Data shown ::
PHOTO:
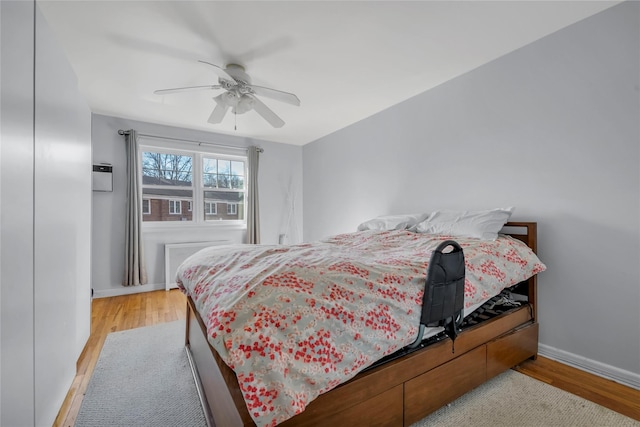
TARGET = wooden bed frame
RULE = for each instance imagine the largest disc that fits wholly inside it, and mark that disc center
(397, 393)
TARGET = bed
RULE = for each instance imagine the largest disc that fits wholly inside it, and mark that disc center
(398, 387)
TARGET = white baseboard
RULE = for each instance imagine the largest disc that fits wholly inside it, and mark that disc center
(609, 372)
(127, 290)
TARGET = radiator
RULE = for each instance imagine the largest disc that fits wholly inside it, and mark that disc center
(176, 253)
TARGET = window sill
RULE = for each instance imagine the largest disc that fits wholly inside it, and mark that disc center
(169, 226)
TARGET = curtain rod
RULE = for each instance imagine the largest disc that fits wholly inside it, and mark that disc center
(126, 132)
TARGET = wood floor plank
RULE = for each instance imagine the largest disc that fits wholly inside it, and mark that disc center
(150, 308)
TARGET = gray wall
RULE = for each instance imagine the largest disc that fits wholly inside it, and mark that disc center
(551, 129)
(280, 176)
(45, 230)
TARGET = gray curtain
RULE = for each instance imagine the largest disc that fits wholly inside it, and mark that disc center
(253, 208)
(135, 272)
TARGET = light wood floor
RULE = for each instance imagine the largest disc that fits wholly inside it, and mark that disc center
(144, 309)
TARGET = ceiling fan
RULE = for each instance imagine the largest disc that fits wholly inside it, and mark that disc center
(239, 95)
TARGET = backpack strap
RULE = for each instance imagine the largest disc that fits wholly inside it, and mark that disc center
(443, 299)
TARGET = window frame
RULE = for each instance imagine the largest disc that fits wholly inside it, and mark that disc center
(148, 211)
(197, 153)
(174, 203)
(214, 205)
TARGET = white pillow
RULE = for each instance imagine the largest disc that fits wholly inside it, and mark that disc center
(392, 222)
(479, 224)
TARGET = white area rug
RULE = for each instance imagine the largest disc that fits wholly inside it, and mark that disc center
(513, 399)
(143, 378)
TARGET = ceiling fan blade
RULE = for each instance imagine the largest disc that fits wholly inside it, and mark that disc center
(219, 112)
(278, 95)
(266, 113)
(219, 71)
(186, 89)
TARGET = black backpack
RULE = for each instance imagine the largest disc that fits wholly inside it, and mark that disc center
(443, 299)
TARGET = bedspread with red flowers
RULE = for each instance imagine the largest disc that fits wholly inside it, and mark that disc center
(296, 321)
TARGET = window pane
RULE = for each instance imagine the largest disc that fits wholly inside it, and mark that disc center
(166, 169)
(167, 204)
(210, 172)
(230, 205)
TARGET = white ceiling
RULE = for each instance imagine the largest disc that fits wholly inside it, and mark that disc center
(345, 60)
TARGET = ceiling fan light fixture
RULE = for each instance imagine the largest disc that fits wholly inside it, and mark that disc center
(240, 95)
(245, 104)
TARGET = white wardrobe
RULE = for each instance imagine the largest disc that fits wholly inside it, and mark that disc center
(45, 219)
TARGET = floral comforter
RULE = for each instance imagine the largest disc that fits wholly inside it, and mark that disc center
(296, 321)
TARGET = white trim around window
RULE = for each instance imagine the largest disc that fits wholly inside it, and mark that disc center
(175, 207)
(146, 207)
(195, 191)
(210, 208)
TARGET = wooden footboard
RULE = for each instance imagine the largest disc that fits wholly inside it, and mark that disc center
(397, 393)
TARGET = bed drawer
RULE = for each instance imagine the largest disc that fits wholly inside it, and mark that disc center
(382, 410)
(425, 393)
(509, 350)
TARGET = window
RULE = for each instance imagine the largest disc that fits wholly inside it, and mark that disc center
(187, 186)
(224, 182)
(210, 208)
(146, 207)
(175, 207)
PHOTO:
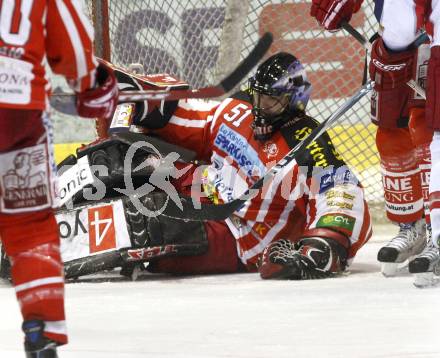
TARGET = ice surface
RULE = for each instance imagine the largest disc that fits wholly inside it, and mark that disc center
(359, 315)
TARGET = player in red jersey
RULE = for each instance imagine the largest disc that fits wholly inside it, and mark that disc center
(410, 157)
(31, 33)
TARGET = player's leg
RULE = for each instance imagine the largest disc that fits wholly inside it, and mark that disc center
(433, 121)
(28, 228)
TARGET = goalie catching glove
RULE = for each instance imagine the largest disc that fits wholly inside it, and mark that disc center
(310, 258)
(100, 101)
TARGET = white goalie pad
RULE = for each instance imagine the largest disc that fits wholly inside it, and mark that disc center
(92, 230)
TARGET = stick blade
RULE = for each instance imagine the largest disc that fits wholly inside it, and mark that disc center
(248, 63)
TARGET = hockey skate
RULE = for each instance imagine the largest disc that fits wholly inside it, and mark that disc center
(426, 266)
(36, 345)
(409, 242)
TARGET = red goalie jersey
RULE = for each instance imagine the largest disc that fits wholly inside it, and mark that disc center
(36, 31)
(316, 190)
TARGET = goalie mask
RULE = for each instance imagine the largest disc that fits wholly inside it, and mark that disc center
(279, 90)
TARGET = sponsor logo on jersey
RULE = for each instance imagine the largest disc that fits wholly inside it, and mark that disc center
(399, 190)
(237, 147)
(15, 80)
(390, 68)
(74, 179)
(343, 223)
(335, 193)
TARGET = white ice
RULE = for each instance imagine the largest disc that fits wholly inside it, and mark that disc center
(359, 315)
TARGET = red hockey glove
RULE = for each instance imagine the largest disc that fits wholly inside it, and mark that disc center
(330, 13)
(101, 101)
(390, 70)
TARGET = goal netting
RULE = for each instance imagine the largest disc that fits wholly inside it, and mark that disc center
(200, 41)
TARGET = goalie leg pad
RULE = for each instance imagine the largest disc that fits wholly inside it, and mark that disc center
(433, 90)
(310, 258)
(161, 235)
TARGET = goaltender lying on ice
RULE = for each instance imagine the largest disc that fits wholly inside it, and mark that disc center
(306, 222)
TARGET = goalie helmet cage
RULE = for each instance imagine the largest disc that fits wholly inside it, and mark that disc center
(200, 41)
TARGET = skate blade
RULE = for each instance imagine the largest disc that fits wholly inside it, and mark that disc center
(426, 280)
(392, 269)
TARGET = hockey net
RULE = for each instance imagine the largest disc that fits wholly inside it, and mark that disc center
(200, 41)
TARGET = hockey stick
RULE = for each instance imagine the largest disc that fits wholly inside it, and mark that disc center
(65, 102)
(209, 211)
(420, 39)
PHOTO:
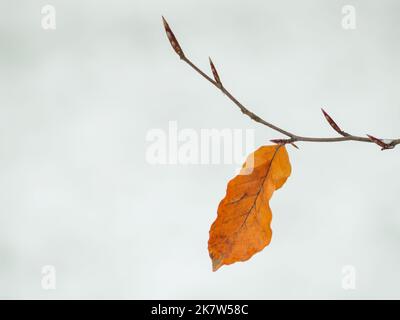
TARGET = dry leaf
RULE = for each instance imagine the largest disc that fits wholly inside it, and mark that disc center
(242, 227)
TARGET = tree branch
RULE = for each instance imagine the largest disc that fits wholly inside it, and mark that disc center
(291, 137)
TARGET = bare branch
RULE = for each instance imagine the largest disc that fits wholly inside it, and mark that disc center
(383, 143)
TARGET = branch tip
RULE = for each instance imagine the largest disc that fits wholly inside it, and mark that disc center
(172, 39)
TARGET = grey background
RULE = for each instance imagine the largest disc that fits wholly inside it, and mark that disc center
(76, 104)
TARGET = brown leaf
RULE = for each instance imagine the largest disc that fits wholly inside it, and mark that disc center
(242, 227)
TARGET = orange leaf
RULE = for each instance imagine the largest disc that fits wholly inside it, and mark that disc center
(242, 227)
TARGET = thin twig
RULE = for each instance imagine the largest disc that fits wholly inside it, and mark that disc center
(383, 143)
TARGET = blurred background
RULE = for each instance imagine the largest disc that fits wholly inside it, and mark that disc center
(77, 102)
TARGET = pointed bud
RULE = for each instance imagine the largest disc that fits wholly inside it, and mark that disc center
(172, 39)
(380, 142)
(333, 124)
(215, 73)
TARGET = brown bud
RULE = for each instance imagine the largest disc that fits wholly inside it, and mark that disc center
(333, 124)
(215, 73)
(172, 39)
(380, 142)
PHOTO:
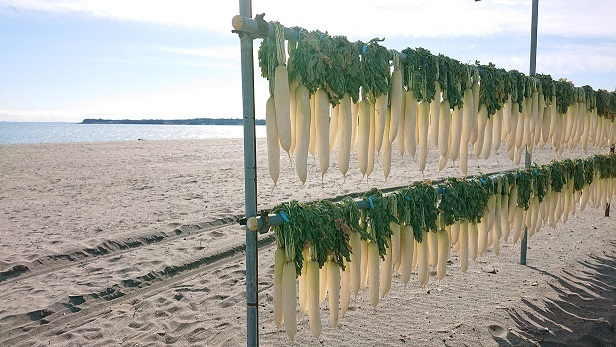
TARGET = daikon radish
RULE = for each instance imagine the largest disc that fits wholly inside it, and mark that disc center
(385, 272)
(443, 128)
(487, 138)
(400, 142)
(407, 245)
(475, 118)
(528, 117)
(386, 158)
(333, 128)
(395, 242)
(355, 265)
(354, 124)
(273, 142)
(432, 249)
(442, 163)
(423, 265)
(323, 283)
(293, 114)
(345, 288)
(534, 112)
(435, 108)
(302, 131)
(373, 273)
(534, 216)
(545, 125)
(539, 120)
(464, 246)
(280, 259)
(302, 283)
(282, 102)
(464, 159)
(363, 136)
(481, 129)
(506, 119)
(482, 236)
(314, 315)
(289, 299)
(505, 226)
(364, 264)
(422, 124)
(497, 224)
(519, 138)
(497, 133)
(455, 232)
(467, 116)
(473, 240)
(333, 289)
(396, 103)
(513, 127)
(569, 119)
(410, 123)
(443, 254)
(414, 263)
(553, 117)
(321, 109)
(312, 144)
(380, 114)
(371, 141)
(586, 130)
(518, 224)
(345, 125)
(456, 133)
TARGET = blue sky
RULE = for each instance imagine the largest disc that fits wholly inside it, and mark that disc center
(73, 59)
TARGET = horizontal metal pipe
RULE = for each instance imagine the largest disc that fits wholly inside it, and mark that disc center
(257, 223)
(251, 26)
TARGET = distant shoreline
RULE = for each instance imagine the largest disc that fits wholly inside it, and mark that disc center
(196, 121)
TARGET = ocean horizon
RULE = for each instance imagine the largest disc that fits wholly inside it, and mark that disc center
(59, 132)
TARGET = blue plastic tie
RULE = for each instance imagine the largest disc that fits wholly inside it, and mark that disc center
(284, 216)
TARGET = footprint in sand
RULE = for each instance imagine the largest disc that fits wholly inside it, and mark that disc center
(497, 331)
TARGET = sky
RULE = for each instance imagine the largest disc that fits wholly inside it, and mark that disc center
(66, 60)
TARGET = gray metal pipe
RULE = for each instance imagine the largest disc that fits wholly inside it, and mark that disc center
(250, 180)
(251, 26)
(532, 72)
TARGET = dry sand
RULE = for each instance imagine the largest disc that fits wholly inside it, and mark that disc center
(138, 244)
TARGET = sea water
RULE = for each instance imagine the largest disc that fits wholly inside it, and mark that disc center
(50, 132)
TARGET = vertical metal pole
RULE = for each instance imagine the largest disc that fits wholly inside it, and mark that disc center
(250, 179)
(533, 70)
(607, 207)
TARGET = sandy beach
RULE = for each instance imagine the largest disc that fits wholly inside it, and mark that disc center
(138, 243)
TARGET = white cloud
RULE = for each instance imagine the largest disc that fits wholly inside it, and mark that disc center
(359, 19)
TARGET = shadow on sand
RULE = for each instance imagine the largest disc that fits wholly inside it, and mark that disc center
(581, 313)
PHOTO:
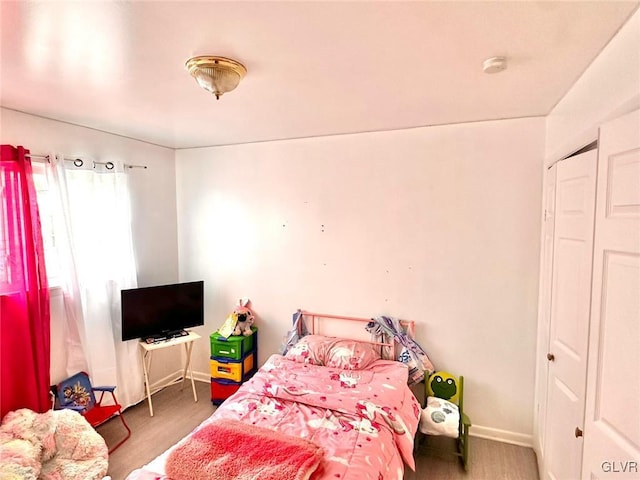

Work to complete ::
Set down everything from the line containing "TARGET = white cloud" down to the end of the lines above, including both ends, and leave the pictures out of your answer.

Full response ::
TARGET = white cloud
RULE = for each instance imagine the largest disc that fits wholly inside it, and mark that disc center
(359, 19)
TARGET = shadow on sand
RULE = for each instance imagine the largest disc that fits wholly inside it, and mark that disc center
(581, 313)
PHOTO:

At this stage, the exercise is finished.